(Directive): Please revise the material below so that every "one point per instance" becomes "one point for each instance", with all else unchanged. Leave the pictures out of your answer.
-- Begin Given records --
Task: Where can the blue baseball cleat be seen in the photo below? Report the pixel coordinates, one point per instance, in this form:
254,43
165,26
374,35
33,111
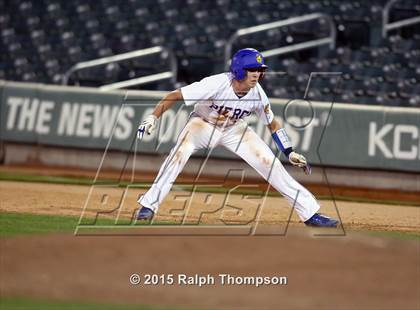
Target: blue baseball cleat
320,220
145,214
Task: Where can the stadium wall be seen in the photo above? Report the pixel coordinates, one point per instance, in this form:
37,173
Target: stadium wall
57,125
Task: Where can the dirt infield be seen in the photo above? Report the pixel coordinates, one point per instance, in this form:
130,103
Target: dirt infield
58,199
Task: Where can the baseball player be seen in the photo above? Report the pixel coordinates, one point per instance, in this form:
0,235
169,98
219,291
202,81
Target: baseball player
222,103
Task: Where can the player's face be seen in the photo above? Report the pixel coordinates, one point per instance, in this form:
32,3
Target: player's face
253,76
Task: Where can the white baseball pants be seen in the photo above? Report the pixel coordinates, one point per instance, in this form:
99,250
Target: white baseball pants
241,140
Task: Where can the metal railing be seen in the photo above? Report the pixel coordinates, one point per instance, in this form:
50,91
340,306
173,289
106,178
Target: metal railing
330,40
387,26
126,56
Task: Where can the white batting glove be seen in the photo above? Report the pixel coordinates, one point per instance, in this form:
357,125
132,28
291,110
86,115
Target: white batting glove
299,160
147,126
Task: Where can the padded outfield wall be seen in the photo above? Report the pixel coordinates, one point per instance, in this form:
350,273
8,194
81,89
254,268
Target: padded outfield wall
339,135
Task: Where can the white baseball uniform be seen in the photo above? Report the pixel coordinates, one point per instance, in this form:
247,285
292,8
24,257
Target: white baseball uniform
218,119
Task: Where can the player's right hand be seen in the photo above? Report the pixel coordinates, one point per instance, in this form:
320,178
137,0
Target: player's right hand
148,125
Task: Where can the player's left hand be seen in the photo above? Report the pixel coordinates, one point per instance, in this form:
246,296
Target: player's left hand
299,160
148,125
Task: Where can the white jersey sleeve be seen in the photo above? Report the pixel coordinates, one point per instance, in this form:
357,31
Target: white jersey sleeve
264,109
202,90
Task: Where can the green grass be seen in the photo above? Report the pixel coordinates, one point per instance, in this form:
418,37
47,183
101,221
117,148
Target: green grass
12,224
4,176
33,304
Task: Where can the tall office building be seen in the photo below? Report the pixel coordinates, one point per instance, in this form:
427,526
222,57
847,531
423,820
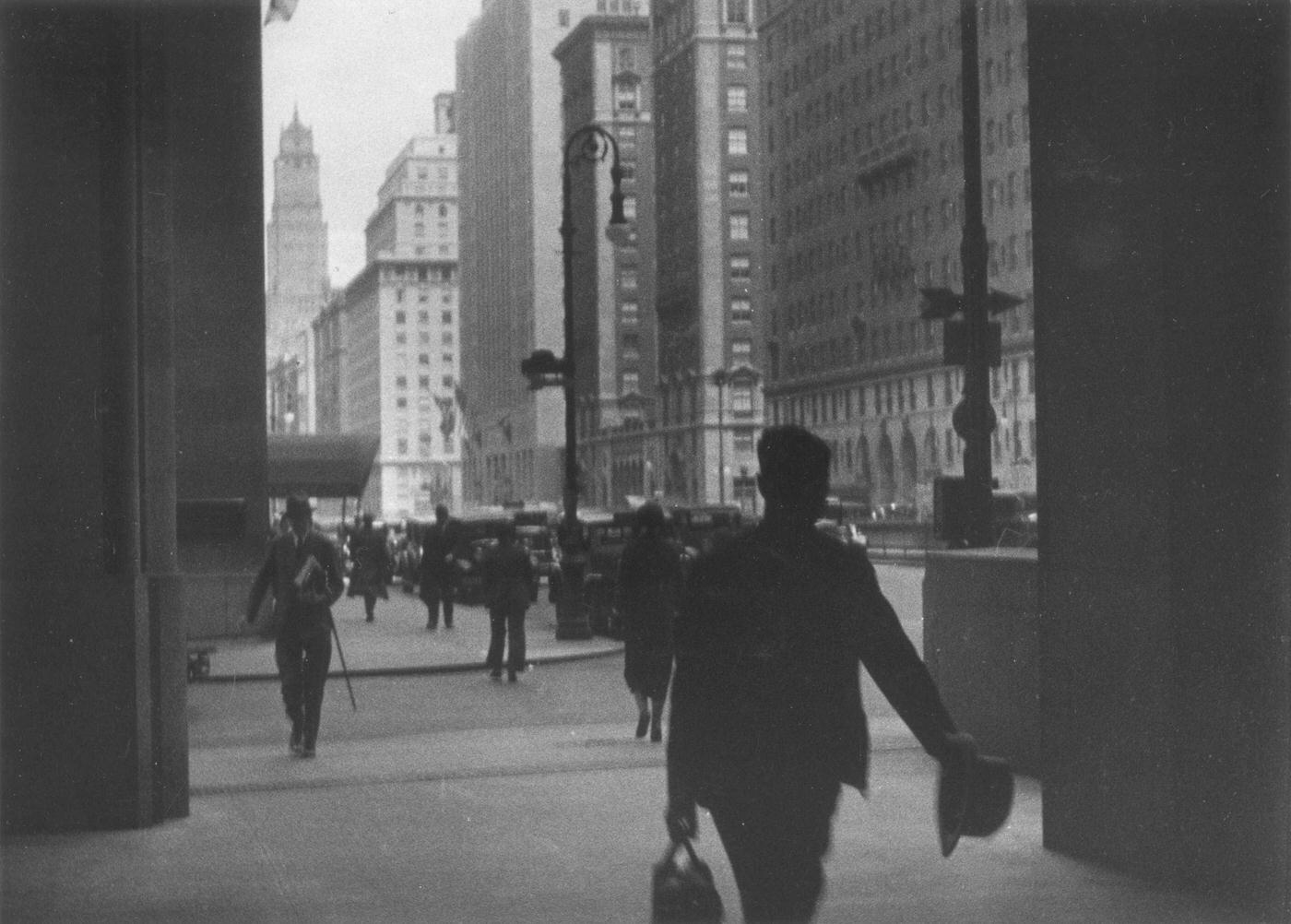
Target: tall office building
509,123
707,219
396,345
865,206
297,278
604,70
-- End Given records --
(Exercise response):
Task: Where can the blue baseball cleat be seen in the photo below? Report the pixel coordinates, one point for each instance, in this form:
254,43
165,26
374,35
33,111
Target: blue baseball cleat
320,220
145,214
Task: Where can the stadium wall be seen in the photo above? Report the pixel coordinates, one point for each instance, in this form:
37,173
Target: stadium wall
57,125
Task: Where can the dirt infield be seen in the photo above? Report the pixel coordinates, one point for each instance, in this form:
130,103
Target: dirt infield
58,199
Task: Where can the baseball player be seen in the photo above? Report the pixel coordinates, one point for each instance, in this form:
0,235
169,98
219,291
202,81
Target: baseball player
222,103
Task: Where can the player's face be seen in the photo above? Report the pixel coordinates, one point for each instance, in this form:
32,3
Target: player's face
253,76
Task: Where can the white baseball pants be seen in the photo above? Report the pixel coordinates, one point for each instance, in this form:
99,250
Target: white baseball pants
241,140
Task: Where can the metal railing be seen in the photo above? Report the pixel coordinates, one point for each instance, in this form:
50,91
340,306
173,289
106,178
Target: metal railing
330,40
387,26
126,56
Task: Where can the white batting glove be seen in the photo above? Report the pixel coordinates, one point for each instance, in this form:
357,125
132,28
291,110
86,115
Target: white batting glove
299,160
147,126
Task: Where can the padded outfield wall be seen in the photo above? Report the pixel coordinates, one point for each instance, in this form:
350,273
8,194
81,89
254,268
Target: padded outfield wall
339,135
Task: Where can the white baseball uniform be seen in the photo above? Report the pixel coordinates, one point for each instance, in this form:
247,285
292,8
24,257
Target: white baseball uniform
218,119
Task: Where can the player's right hand be seen in the photo above? Report the pixel coordinates, one point for each instance, in this form:
320,178
137,0
Target: player's right hand
148,125
Task: Where can the player's left hand be seen in the photo above? Report the pixel coordinates, one point for each instance, in this form:
246,296
Target: player's left hand
299,160
148,125
Task: Where can the white jersey sleeve be seen in the photo above? Report the pixel coordinates, one point for each instance, in this form:
357,31
Target: white jersey sleeve
264,109
202,90
Task: Where can the green grass be seen in the photo above? Report the pixel coordinates, one point for each instance, in this form:
418,37
47,183
101,221
117,148
Target: green grass
12,224
4,176
33,304
Task: Where can the tall office building be seen in the photo below? Report the pixel coordinates, one point for each instance, in this form:
427,526
222,57
847,531
423,820
Target: tall office building
509,123
707,219
396,345
865,206
297,278
604,70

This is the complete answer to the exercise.